**Exercise brief**
Rewrite the records below, replacing every "instance" with "occurrence" and leaving everything else unchanged.

**Information provided**
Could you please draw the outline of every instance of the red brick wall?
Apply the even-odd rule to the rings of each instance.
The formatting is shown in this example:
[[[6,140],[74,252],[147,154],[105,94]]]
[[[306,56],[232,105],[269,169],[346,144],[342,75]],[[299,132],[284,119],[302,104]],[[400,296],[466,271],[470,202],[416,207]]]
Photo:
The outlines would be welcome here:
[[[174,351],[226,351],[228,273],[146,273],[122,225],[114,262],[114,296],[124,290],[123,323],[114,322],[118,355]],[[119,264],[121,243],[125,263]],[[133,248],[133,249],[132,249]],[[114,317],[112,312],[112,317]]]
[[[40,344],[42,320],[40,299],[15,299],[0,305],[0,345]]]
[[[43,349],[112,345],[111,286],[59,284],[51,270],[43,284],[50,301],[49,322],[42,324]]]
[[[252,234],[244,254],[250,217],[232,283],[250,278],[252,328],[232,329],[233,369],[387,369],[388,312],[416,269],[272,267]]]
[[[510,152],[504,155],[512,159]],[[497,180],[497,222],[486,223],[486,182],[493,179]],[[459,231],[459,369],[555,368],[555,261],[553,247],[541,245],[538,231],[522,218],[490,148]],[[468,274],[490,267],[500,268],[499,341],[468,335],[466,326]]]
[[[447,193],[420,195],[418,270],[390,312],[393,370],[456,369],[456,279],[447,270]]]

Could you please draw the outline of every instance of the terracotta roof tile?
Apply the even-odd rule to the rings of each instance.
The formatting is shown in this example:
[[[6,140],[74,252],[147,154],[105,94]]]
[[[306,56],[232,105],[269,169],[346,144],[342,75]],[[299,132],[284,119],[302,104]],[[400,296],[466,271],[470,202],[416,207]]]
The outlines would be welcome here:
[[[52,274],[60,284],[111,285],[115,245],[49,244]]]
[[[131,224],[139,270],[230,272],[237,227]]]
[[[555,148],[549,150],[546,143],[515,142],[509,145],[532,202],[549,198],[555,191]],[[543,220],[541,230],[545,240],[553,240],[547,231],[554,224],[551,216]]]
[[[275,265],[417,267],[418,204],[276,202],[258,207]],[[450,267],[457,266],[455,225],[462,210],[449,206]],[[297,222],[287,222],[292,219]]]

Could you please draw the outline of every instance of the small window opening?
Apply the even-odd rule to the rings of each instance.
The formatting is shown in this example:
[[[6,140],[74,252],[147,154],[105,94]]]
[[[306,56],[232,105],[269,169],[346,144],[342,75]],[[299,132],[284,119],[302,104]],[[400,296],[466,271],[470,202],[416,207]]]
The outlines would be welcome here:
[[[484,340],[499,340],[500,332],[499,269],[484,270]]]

**Solution for this problem**
Could you please draw the outline of every occurrence of the red brick wall?
Apply the even-odd rule to the rings of each occurrence.
The formatting is shown in this example:
[[[6,140],[74,252],[147,154],[105,94]]]
[[[306,56],[232,105],[269,169],[346,144],[342,75]],[[299,132],[284,119],[302,104]],[[400,296],[466,271],[470,202],[416,207]]]
Photo:
The outlines would be welcome here:
[[[174,351],[226,351],[228,273],[146,273],[122,225],[114,262],[114,296],[124,290],[123,323],[114,322],[118,355]],[[119,264],[121,243],[125,263]],[[133,248],[133,249],[132,249]],[[114,317],[112,312],[112,317]]]
[[[40,344],[42,320],[40,299],[15,299],[0,305],[0,345]]]
[[[43,349],[112,345],[111,286],[59,284],[51,270],[43,284],[50,301],[49,322],[42,324]]]
[[[252,234],[244,254],[250,217],[232,283],[250,278],[252,328],[232,329],[233,369],[387,369],[388,312],[416,269],[272,267]]]
[[[510,152],[504,155],[512,159]],[[497,180],[497,222],[486,223],[486,182],[493,179]],[[459,231],[459,369],[555,368],[555,261],[553,247],[541,245],[538,231],[522,218],[490,148]],[[468,274],[490,267],[500,268],[499,341],[468,335],[466,326]]]
[[[447,193],[420,195],[418,270],[390,312],[393,370],[456,369],[456,279],[447,270]]]

Could you please draw the outline of every occurrence of the terracotta roof tile?
Apply the even-odd rule to the rings of each occurrence.
The formatting is shown in this example:
[[[6,140],[74,252],[147,154],[105,94]]]
[[[306,56],[232,105],[269,169],[346,144],[342,75]],[[299,132],[284,119],[302,104]],[[400,296],[466,271],[470,202],[416,207]]]
The outlines would be welcome here:
[[[52,274],[60,284],[111,285],[115,245],[49,244]]]
[[[131,224],[139,270],[230,272],[237,227]]]
[[[555,148],[549,150],[546,143],[515,142],[509,145],[532,202],[549,198],[555,191]],[[543,220],[541,230],[545,240],[553,240],[547,231],[554,224],[551,216]]]
[[[275,265],[417,267],[418,204],[276,202],[258,207]],[[450,267],[457,266],[455,225],[462,210],[449,206]],[[297,222],[287,222],[292,219]]]

Could you please draw the outline of every occurrence of the small window opening?
Apply the even-odd rule to the rings of each occurrence.
The formatting is shown in this example:
[[[6,140],[74,252],[147,154],[105,94]]]
[[[306,56],[232,105],[269,169],[346,144],[342,75]],[[299,132],[284,119],[302,104]],[[400,296],[466,271],[470,202],[416,207]]]
The outlines would be welcome here:
[[[484,340],[499,340],[500,332],[499,269],[484,270]]]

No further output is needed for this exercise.